*** Opening of Raw data ***

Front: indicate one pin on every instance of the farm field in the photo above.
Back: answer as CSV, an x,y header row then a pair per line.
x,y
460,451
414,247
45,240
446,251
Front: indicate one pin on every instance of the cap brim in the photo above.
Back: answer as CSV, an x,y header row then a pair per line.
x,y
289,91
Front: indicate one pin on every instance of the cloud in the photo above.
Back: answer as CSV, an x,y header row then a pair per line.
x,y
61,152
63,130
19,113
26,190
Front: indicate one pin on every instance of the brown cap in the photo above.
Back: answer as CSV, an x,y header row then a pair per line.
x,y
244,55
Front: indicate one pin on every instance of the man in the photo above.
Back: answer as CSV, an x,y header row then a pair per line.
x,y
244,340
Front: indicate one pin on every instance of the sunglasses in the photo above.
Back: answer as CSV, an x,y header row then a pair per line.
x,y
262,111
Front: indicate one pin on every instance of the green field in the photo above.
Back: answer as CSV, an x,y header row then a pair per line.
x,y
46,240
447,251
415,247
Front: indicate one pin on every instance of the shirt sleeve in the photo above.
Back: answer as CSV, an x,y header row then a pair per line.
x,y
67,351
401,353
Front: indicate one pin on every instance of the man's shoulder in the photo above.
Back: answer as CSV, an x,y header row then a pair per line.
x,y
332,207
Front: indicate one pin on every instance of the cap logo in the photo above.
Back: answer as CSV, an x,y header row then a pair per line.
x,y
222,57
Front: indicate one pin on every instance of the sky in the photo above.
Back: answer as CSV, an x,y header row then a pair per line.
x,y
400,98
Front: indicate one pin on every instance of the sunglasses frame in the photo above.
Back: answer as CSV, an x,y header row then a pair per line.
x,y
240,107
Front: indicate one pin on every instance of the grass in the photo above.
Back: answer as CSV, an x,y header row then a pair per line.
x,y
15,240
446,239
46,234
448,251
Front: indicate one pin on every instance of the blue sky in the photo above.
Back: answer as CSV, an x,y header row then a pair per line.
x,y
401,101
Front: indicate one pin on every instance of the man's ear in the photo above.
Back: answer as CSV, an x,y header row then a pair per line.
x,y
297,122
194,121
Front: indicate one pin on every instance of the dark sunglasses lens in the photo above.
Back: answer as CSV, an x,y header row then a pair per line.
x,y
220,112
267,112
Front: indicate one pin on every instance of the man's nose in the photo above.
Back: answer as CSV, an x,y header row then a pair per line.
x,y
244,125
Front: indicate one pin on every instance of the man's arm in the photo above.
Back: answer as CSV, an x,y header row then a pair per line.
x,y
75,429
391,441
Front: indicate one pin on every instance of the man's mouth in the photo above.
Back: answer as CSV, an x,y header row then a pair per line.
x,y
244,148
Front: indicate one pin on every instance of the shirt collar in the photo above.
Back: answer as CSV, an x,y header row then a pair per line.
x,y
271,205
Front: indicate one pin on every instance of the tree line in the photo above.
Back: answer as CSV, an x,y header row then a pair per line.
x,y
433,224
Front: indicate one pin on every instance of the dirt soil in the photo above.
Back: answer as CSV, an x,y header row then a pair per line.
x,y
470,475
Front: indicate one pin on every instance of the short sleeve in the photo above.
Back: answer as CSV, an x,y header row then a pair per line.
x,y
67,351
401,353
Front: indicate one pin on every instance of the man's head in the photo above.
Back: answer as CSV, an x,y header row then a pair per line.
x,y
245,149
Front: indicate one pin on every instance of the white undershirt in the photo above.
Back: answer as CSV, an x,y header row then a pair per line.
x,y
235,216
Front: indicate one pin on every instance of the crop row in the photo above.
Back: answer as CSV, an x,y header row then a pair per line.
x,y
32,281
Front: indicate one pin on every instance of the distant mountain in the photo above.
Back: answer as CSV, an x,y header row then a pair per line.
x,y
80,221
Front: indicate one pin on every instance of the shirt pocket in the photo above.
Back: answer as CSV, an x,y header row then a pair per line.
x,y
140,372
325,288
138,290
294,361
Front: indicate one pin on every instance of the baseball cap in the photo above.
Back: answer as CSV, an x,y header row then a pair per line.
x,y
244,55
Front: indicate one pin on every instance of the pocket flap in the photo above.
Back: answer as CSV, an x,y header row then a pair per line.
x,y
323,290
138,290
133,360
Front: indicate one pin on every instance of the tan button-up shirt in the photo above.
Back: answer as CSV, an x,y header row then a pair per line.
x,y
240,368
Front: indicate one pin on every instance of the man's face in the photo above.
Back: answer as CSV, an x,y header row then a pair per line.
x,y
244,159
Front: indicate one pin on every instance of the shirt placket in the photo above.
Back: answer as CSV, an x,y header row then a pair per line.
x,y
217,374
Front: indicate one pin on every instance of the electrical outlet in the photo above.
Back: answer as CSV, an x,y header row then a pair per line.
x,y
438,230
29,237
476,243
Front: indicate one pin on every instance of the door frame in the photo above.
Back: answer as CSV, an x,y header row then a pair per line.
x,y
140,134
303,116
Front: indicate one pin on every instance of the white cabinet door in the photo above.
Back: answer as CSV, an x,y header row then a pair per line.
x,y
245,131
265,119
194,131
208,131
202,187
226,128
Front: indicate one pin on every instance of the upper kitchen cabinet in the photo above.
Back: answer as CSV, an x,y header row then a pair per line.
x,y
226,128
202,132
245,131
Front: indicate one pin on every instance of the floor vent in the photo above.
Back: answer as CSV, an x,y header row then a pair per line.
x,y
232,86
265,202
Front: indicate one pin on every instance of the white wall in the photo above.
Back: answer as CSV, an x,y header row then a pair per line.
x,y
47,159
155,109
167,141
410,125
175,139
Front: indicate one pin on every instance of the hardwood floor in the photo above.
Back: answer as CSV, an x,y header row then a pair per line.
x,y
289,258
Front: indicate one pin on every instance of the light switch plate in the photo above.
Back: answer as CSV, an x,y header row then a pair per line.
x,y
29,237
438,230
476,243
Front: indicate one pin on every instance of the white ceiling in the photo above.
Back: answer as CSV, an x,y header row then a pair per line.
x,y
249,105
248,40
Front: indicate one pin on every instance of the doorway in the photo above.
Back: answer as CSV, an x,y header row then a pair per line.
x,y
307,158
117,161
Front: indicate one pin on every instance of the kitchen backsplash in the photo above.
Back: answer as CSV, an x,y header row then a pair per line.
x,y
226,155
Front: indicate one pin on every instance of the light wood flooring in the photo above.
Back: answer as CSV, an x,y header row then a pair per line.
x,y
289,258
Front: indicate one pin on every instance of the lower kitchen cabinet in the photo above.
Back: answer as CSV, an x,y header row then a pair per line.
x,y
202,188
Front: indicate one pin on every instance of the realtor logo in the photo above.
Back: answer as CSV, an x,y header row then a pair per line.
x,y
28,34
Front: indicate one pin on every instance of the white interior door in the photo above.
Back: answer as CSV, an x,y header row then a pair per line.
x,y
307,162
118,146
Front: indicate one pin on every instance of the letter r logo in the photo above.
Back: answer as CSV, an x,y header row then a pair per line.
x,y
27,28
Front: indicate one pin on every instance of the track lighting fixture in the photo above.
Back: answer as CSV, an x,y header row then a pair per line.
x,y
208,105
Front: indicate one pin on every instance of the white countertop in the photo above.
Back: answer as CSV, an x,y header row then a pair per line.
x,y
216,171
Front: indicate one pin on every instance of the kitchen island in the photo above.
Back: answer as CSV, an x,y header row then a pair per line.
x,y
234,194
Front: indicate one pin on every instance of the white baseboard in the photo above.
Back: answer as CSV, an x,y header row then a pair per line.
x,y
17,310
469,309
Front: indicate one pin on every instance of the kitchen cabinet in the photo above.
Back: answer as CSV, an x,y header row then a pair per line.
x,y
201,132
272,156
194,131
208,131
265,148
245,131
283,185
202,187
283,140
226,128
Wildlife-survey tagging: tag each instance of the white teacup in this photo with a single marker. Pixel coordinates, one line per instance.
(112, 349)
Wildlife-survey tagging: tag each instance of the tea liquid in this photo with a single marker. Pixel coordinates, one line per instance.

*** Close of Raw data ***

Problem details:
Search the data above for the string "pocket". Report every line where it is found.

Exercise answer:
Front: indicate one pin on every instance of the shirt pocket in the photo above.
Front: indicate one pin on every instance of the pocket flap in the photo above.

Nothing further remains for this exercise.